Direction: Transcribe the rows below character for character, from their very first line down through the line containing "M 126 154 L", with that line included. Leave the pictures out of your answer.

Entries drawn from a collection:
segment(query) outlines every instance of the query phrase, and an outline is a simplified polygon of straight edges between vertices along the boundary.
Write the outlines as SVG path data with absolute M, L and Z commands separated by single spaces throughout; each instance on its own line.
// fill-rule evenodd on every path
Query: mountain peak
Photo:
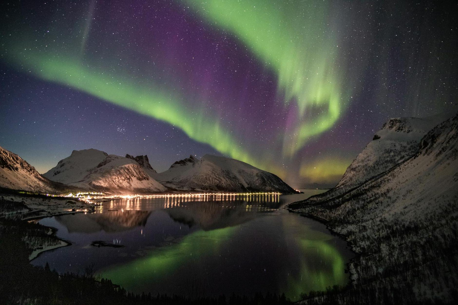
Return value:
M 176 161 L 174 163 L 172 164 L 172 166 L 170 166 L 170 168 L 171 169 L 177 166 L 183 166 L 189 164 L 190 163 L 195 163 L 196 162 L 198 162 L 198 161 L 199 159 L 196 158 L 192 155 L 190 155 L 189 158 L 186 158 L 185 159 L 183 159 L 182 160 Z
M 126 154 L 125 155 L 125 158 L 135 160 L 136 161 L 137 163 L 140 164 L 143 168 L 150 169 L 153 171 L 154 173 L 156 172 L 156 171 L 154 170 L 154 169 L 153 168 L 153 167 L 151 166 L 151 164 L 149 163 L 149 160 L 148 159 L 148 156 L 147 155 L 141 155 L 134 157 L 133 156 L 131 156 L 129 154 Z

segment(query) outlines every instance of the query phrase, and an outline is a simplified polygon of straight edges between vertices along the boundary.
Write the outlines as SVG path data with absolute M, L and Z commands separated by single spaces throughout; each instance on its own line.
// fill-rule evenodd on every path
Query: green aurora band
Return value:
M 184 1 L 209 23 L 234 33 L 277 74 L 285 102 L 297 103 L 298 123 L 284 136 L 285 155 L 292 157 L 311 136 L 334 125 L 344 103 L 327 1 Z
M 326 2 L 312 6 L 299 1 L 297 5 L 279 7 L 261 0 L 184 3 L 212 25 L 233 33 L 278 76 L 278 94 L 295 117 L 288 120 L 285 129 L 273 135 L 283 146 L 284 157 L 292 158 L 310 137 L 333 125 L 345 103 L 338 82 L 336 40 L 327 23 L 330 13 Z M 289 17 L 297 15 L 299 7 L 305 12 L 305 16 Z M 202 106 L 195 110 L 188 109 L 186 93 L 122 67 L 104 66 L 104 61 L 113 63 L 115 57 L 98 61 L 85 56 L 81 50 L 87 38 L 87 14 L 82 11 L 80 15 L 85 17 L 73 20 L 71 26 L 65 21 L 55 22 L 50 28 L 57 33 L 54 36 L 37 35 L 31 29 L 33 24 L 24 27 L 18 23 L 17 27 L 23 28 L 20 36 L 5 35 L 8 39 L 3 44 L 4 58 L 9 64 L 42 79 L 166 122 L 223 154 L 284 179 L 285 170 L 272 162 L 272 156 L 267 152 L 254 154 L 246 149 L 229 122 L 218 114 Z M 79 29 L 81 39 L 66 38 L 61 29 L 64 27 Z M 63 45 L 67 46 L 63 48 Z
M 61 84 L 89 93 L 119 106 L 170 123 L 196 141 L 211 145 L 222 153 L 262 169 L 270 169 L 279 176 L 283 170 L 274 164 L 251 158 L 215 117 L 203 111 L 190 114 L 182 107 L 184 98 L 166 93 L 159 86 L 142 86 L 122 74 L 115 75 L 91 68 L 76 57 L 11 48 L 7 55 L 19 67 L 26 67 L 39 78 Z M 192 114 L 192 115 L 191 115 Z

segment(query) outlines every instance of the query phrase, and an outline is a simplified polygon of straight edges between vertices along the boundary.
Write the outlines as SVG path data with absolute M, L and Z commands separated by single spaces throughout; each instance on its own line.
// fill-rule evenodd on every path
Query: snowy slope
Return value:
M 62 193 L 68 188 L 43 177 L 23 159 L 1 147 L 0 187 L 52 194 Z
M 62 183 L 76 182 L 82 180 L 108 156 L 106 152 L 93 148 L 74 150 L 69 157 L 60 161 L 43 176 Z
M 336 187 L 318 196 L 323 199 L 340 196 L 412 157 L 418 151 L 421 138 L 447 117 L 441 114 L 390 119 L 353 160 Z
M 153 168 L 151 164 L 149 163 L 149 160 L 148 159 L 147 156 L 145 155 L 144 156 L 137 156 L 134 157 L 133 156 L 126 154 L 125 158 L 135 160 L 142 167 L 143 170 L 146 172 L 146 173 L 149 175 L 150 177 L 153 179 L 155 179 L 158 173 Z
M 237 160 L 208 154 L 201 160 L 190 156 L 177 161 L 168 170 L 157 174 L 156 179 L 183 190 L 294 192 L 273 174 Z
M 167 188 L 145 171 L 154 171 L 150 165 L 147 168 L 147 157 L 136 158 L 141 164 L 133 157 L 108 155 L 96 149 L 74 150 L 70 156 L 59 161 L 45 175 L 52 180 L 69 185 L 109 193 L 165 191 Z
M 356 283 L 371 283 L 371 289 L 382 294 L 389 283 L 399 283 L 396 289 L 404 294 L 393 296 L 396 291 L 385 290 L 386 303 L 435 298 L 447 302 L 458 285 L 458 115 L 430 131 L 416 147 L 412 156 L 357 187 L 351 184 L 365 179 L 364 171 L 362 177 L 355 171 L 354 180 L 341 181 L 347 192 L 330 191 L 332 196 L 289 207 L 325 219 L 347 237 L 362 254 L 350 265 Z M 376 161 L 387 158 L 373 157 Z M 366 301 L 349 297 L 349 303 Z

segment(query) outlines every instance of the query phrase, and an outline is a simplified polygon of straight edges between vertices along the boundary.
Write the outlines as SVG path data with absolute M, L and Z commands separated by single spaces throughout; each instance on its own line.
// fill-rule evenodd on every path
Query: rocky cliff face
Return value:
M 59 161 L 45 175 L 71 185 L 112 193 L 148 193 L 167 190 L 146 170 L 155 173 L 146 156 L 125 158 L 91 149 L 73 151 L 70 157 Z

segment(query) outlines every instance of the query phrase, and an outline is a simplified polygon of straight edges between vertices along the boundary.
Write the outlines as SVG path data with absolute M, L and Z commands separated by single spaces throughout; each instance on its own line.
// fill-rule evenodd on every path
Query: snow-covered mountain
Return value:
M 61 193 L 69 188 L 43 177 L 25 160 L 1 147 L 0 187 L 52 194 Z
M 147 193 L 166 191 L 166 187 L 146 171 L 154 171 L 147 157 L 139 157 L 136 158 L 141 164 L 133 158 L 108 155 L 96 149 L 74 150 L 70 156 L 59 161 L 44 175 L 71 185 L 106 192 Z
M 106 152 L 93 148 L 74 150 L 70 156 L 60 161 L 43 176 L 67 184 L 77 182 L 82 180 L 108 156 Z
M 348 167 L 337 185 L 321 196 L 330 198 L 348 191 L 412 157 L 421 138 L 446 118 L 442 114 L 390 119 Z
M 148 159 L 148 156 L 146 155 L 144 156 L 137 156 L 134 157 L 133 156 L 131 156 L 129 154 L 126 154 L 125 155 L 125 158 L 129 158 L 129 159 L 132 159 L 132 160 L 135 160 L 143 168 L 143 169 L 146 172 L 146 173 L 149 175 L 150 177 L 151 177 L 153 179 L 157 175 L 157 172 L 151 166 L 151 164 L 149 163 L 149 160 Z
M 361 254 L 350 265 L 354 290 L 342 294 L 349 304 L 371 303 L 362 298 L 368 291 L 382 294 L 386 303 L 447 303 L 453 297 L 458 115 L 419 141 L 435 123 L 428 120 L 390 120 L 377 133 L 384 145 L 366 147 L 354 162 L 357 166 L 347 169 L 350 176 L 333 190 L 289 206 L 324 220 Z
M 156 179 L 169 187 L 182 190 L 222 191 L 295 191 L 277 176 L 249 164 L 224 157 L 206 154 L 177 161 Z

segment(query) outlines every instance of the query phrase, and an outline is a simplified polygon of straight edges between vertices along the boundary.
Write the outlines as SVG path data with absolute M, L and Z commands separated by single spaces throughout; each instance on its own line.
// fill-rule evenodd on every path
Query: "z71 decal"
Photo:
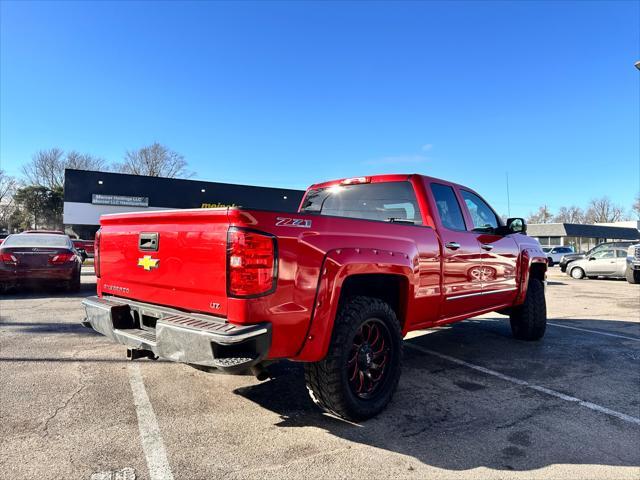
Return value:
M 304 218 L 276 217 L 276 227 L 311 228 L 311 220 Z

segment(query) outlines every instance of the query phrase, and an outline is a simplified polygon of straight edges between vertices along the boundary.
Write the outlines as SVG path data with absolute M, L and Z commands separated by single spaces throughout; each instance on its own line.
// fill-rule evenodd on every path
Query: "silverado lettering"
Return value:
M 141 232 L 157 232 L 153 257 Z M 389 403 L 408 332 L 498 311 L 515 338 L 538 340 L 547 321 L 547 259 L 524 220 L 503 222 L 470 188 L 422 175 L 313 185 L 296 218 L 105 215 L 95 268 L 86 324 L 130 358 L 260 379 L 268 362 L 304 362 L 314 401 L 351 420 Z

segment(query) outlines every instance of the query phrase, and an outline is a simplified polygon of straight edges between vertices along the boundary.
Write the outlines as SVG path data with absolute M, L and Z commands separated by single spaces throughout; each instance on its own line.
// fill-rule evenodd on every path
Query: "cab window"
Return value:
M 460 193 L 471 214 L 474 231 L 492 232 L 498 228 L 498 225 L 500 225 L 498 217 L 484 200 L 467 190 L 461 190 Z
M 433 193 L 442 225 L 450 230 L 466 230 L 467 226 L 464 223 L 462 209 L 453 188 L 440 183 L 432 183 L 431 193 Z
M 302 213 L 421 225 L 413 186 L 409 182 L 335 185 L 309 190 Z

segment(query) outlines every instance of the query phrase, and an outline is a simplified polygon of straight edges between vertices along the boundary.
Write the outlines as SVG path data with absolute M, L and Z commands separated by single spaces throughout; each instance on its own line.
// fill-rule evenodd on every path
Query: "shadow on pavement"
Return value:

Written solution:
segment(query) outlines every instance of the query phrase, and an outline is a simplified polygon of straight edges between vertices along the boundary.
Write the outlines as SVG path data with absolute M, L and Z commands separated by single spaces throughout; each instance on its own line.
// fill-rule evenodd on every path
Query: mountain peak
Photo:
Return value:
M 176 161 L 174 163 L 172 164 L 172 166 L 170 166 L 170 168 L 171 169 L 177 166 L 183 166 L 189 164 L 190 163 L 195 163 L 196 162 L 198 162 L 198 161 L 199 159 L 196 158 L 192 155 L 190 155 L 189 158 L 186 158 L 185 159 L 183 159 L 182 160 Z
M 126 154 L 125 155 L 125 158 L 135 160 L 136 161 L 137 163 L 140 164 L 143 168 L 150 169 L 153 171 L 154 173 L 156 172 L 156 171 L 154 170 L 154 169 L 153 168 L 153 167 L 151 166 L 151 164 L 149 163 L 149 160 L 148 159 L 148 156 L 147 155 L 141 155 L 134 157 L 133 156 L 131 156 L 129 154 Z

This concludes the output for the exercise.